## EXTRAIT SOURCE
↓↓↓

Une autre étudiante de la Pre Ziter, Isabella Richmond, tente de cerner les motivations des citoyens de Montréal et de Trois-Rivières. Quels efforts sont-ils prêts à mettre et que recherchent-ils?  

« Les citoyens veulent tous de gros arbres matures – mais cela prend du temps, ce n’est pas instantané – et des parterres fleuris. Les arbres fruitiers sont aussi populaires », remarque la jeune chercheuse.

Les urbains sont, de plus, avides d’avoir une ruelle verte derrière chez eux, particulièrement lorsque le quartier manque de parcs et d’espaces verts. Montréal avec ses 400 ruelles vertes, contre 13 à Trois-Rivières, montre l’exemple.

Une nature qui grouille

Sous les pelouses des villes, la nature grouille lorsque le sol est en santé. Pour cela, espacer les tontes et varier la végétation s’avère gagnant.

↑↑↑

## CONSIGNE 1
D'après l'extrait, combien de ruelles vertes compte Trois-Rivières ?
## CONSIGNE 2
Pouvez-vous transcrire, dans l'extrait, tout le passage allant de « Une autre étudiante » jusqu'à « végétation s’avère gagnant. » ?

## DONNÉES FOURNIES
↓↓↓

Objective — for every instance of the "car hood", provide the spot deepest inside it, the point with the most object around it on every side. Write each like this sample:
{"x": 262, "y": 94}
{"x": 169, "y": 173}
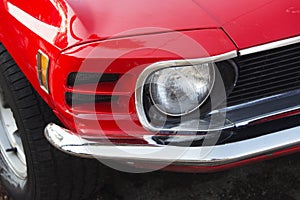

↑↑↑

## RÉPONSE RÉDIGÉE 1
Trois-Rivières compte 13 ruelles vertes.

## RÉPONSE RÉDIGÉE 2
Une autre étudiante de la Pre Ziter, Isabella Richmond, tente de cerner les motivations des citoyens de Montréal et de Trois-Rivières. Quels efforts sont-ils prêts à mettre et que recherchent-ils?  

« Les citoyens veulent tous de gros arbres matures – mais cela prend du temps, ce n’est pas instantané – et des parterres fleuris. Les arbres fruitiers sont aussi populaires », remarque la jeune chercheuse.

Les urbains sont, de plus, avides d’avoir une ruelle verte derrière chez eux, particulièrement lorsque le quartier manque de parcs et d’espaces verts. Montréal avec ses 400 ruelles vertes, contre 13 à Trois-Rivières, montre l’exemple.

Une nature qui grouille

Sous les pelouses des villes, la nature grouille lorsque le sol est en santé. Pour cela, espacer les tontes et varier la végétation s’avère gagnant.